**ACTION ITEM:**
Please restate the data word for word, in full.

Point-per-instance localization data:
■ ■ ■ ■ ■
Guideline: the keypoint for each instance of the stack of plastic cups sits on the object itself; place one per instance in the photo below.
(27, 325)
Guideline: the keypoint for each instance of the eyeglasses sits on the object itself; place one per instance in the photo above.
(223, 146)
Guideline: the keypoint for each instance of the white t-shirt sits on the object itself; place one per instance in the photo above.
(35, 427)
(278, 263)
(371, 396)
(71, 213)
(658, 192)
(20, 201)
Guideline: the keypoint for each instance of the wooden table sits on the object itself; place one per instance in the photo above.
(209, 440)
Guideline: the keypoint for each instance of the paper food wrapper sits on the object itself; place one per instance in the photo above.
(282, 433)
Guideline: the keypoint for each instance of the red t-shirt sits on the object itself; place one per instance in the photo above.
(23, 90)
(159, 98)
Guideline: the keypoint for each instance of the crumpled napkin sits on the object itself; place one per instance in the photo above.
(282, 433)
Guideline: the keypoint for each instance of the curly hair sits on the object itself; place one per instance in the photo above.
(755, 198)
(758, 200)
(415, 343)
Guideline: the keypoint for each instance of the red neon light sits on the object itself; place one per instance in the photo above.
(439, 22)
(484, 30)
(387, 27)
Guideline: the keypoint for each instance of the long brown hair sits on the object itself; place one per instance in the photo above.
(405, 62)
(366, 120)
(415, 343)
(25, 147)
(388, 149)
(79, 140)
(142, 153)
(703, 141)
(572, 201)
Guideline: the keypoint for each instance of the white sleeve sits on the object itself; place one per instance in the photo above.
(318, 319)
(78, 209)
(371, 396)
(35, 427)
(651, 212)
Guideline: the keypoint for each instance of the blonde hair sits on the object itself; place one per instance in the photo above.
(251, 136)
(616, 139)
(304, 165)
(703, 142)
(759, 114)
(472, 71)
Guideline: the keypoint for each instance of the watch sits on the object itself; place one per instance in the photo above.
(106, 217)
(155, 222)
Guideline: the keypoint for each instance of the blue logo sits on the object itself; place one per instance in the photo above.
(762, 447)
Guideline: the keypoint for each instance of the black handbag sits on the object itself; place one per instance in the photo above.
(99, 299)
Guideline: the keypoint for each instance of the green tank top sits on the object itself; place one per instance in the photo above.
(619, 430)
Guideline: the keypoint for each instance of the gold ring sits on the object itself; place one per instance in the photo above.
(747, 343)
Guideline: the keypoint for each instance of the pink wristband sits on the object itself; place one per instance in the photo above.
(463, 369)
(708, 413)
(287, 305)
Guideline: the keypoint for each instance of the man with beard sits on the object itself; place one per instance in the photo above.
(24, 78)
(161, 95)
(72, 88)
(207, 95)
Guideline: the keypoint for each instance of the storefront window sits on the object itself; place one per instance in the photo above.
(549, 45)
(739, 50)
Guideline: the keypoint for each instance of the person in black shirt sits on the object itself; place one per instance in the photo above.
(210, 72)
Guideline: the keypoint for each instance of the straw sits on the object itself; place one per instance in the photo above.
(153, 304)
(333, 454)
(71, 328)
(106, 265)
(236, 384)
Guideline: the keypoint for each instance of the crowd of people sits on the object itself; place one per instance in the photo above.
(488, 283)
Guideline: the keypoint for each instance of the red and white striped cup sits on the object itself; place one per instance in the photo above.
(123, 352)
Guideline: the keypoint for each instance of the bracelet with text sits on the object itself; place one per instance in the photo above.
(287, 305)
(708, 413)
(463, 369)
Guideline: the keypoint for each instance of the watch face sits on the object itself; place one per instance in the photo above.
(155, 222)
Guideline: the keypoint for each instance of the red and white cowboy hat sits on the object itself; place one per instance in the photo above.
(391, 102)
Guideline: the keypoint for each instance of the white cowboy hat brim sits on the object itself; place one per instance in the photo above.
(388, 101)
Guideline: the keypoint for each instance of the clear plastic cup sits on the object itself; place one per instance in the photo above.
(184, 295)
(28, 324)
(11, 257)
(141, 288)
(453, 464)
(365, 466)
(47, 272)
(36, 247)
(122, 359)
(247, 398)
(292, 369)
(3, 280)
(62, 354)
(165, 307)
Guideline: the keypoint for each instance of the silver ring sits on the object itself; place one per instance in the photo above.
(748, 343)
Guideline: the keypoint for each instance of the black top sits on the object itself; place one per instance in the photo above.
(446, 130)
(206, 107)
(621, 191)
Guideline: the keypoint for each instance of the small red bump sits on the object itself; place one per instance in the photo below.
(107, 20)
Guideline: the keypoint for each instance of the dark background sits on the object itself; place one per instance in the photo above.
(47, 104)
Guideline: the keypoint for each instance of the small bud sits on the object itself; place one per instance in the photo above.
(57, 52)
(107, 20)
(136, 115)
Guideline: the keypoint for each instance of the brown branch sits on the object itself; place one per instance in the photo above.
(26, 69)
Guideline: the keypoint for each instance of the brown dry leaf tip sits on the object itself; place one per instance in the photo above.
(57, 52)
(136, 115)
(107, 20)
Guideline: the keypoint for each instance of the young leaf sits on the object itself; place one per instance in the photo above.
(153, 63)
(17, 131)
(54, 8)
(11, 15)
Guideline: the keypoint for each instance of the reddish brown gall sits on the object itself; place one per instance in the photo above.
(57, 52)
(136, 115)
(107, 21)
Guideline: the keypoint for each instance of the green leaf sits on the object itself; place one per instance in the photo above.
■ ■ ■ ■ ■
**THE COMPLETED TASK:**
Guideline: the keypoint for each instance of the stack of plastic cups sits on the object itself; place one per instance in the photo below.
(27, 325)
Guideline: the keypoint for each instance of the eyeglasses sits on the object itself; place one per instance in the photo above.
(223, 146)
Guideline: the keypoint for each instance of the white t-shirt sits on the object itself; place one per instance in the photo above.
(35, 427)
(278, 263)
(371, 396)
(71, 213)
(658, 192)
(20, 201)
Guideline: the keypoint for each instance of the wooden table sits on the object itself; place one per instance in the photo above.
(209, 440)
Guideline: the keypoint for each instance of the paper food wrapper sits on the object itself; place one per instance in the photo above.
(282, 433)
Guideline: the keypoint for each instance of the red t-shirt sits on the object itself; place one per instance in the photo above.
(23, 90)
(159, 98)
Guideline: the keypoint for each instance of the crumpled napkin sits on the object itself; place one per instance in the photo above.
(282, 433)
Guideline: the keypoint for each instance of the curly hair sits on the object itself; place one per instance in the photo above.
(755, 198)
(758, 200)
(415, 343)
Guideline: the keypoint for each instance of the red neon light sits on the object itself; place one per instance in the photo above.
(439, 22)
(484, 30)
(387, 27)
Guideline: the keypoint for each instance of the long brown hair sits on the object itself; place one per instance in the photo above.
(405, 62)
(366, 120)
(415, 343)
(25, 147)
(388, 149)
(79, 140)
(142, 153)
(703, 141)
(572, 201)
Guideline: the keypoint for each instance of the white sleeve sits on the object itself; place one per instance in the photo above.
(318, 319)
(78, 209)
(371, 396)
(35, 427)
(651, 212)
Guideline: the keypoint for each instance of the blonde hair sits on the object itself; place one per instance in the photo above.
(251, 136)
(616, 139)
(304, 165)
(703, 142)
(759, 114)
(472, 71)
Guideline: the keypoint for each instance of the watch sits on the object itself; place one per instance in the photo above.
(106, 217)
(155, 222)
Guideline: the keypoint for each instance of the blue logo sits on the object itself; place one per instance in the photo above.
(762, 447)
Guideline: the keypoint for each instance of the black handbag sits on the object itself; place one per instance in the photo above.
(99, 299)
Guideline: the keypoint for each instance of the green tank top sits on the object itself; place one per instance in the photo above.
(619, 430)
Guideline: the keypoint for each instance of the gold ring sits on the object itself; place one per instance in the photo above.
(747, 343)
Guideline: the keypoint for each instance of the pink wristband sits on the object itself; place one per instance in the photo above.
(463, 369)
(708, 413)
(287, 305)
Guideline: the keypoint for each instance of the man with beard sits on the object itself; place one per instance in the photo above.
(24, 78)
(161, 95)
(72, 88)
(207, 95)
Guideline: the keypoint for each instance of the storefront window sits on the object itself; place one per instance in the photo above.
(549, 45)
(739, 50)
Guideline: the keypoint for each instance of the person in black shirt sits on the object itself; place one per instance in the photo above.
(210, 72)
Guideline: the keypoint for each instance of the straw sits on the object itself; place one per instance in the photo above.
(153, 304)
(333, 454)
(71, 328)
(106, 265)
(236, 384)
Guideline: the keypoint for each instance of the crowd of people sits on the object itself; place one per instance in the photo above.
(488, 283)
Guideline: the keypoint for each instance of the red and white striped cup sits on the object itself; place one per instance in the photo above.
(123, 352)
Guideline: the keypoint for each instance of the bracelet with text sits on the object itself; place one per instance in the photo above.
(287, 305)
(708, 413)
(463, 369)
Guideline: the keypoint for each instance of the watch face sits on the object itself; place one per instance in the photo above.
(155, 222)
Guideline: the keypoint for each instance of the red and white cowboy hat sits on the object itself; place one per instance in the photo above.
(391, 102)
Guideline: the keypoint for each instance of the white cowboy hat brim sits on the object itself; place one per instance in the photo above.
(388, 101)
Guideline: the keypoint for each instance of the clear plastic cup sits on the object itself; place one per instance in the photo above.
(184, 295)
(28, 324)
(11, 257)
(141, 288)
(453, 464)
(365, 466)
(47, 272)
(36, 247)
(122, 359)
(247, 398)
(292, 369)
(3, 280)
(62, 354)
(165, 307)
Guideline: the keypoint for each instance of the silver ring sits on the object itself; place one per instance in the photo above.
(748, 343)
Guideline: the keypoint for each instance of the black top sits on the object itself; place one per instance in the photo above.
(446, 130)
(206, 107)
(621, 191)
Guideline: the keypoint for each instance of the small red bump sits on the object itself; place one per instance in the photo below.
(107, 20)
Guideline: the keypoint for each instance of the dark background sits on the object itself; place one per instance in the photo above.
(47, 104)
Guideline: the keypoint for each instance of the small bud sits on the object itself; place one per instance in the photo above.
(57, 52)
(107, 20)
(136, 115)
Guideline: the keypoint for each instance of the brown branch sits on the object itself; place one per instance in the photo above.
(26, 69)
Guideline: the keypoint for each instance of the brown dry leaf tip sits on the object itself; place one per instance in the photo above.
(57, 52)
(136, 115)
(107, 20)
Guideline: the keypoint for each instance of the young leaf sits on the object itself; place one per instance in the photo above.
(153, 63)
(17, 131)
(54, 8)
(11, 15)
Guideline: the keypoint for each instance of the reddish brown gall sits on the object itself; place one per instance in the photo above.
(57, 52)
(136, 115)
(107, 21)
Guideline: the keypoint for each instance of the green leaf sits on the object itself; place one per instance in the photo above.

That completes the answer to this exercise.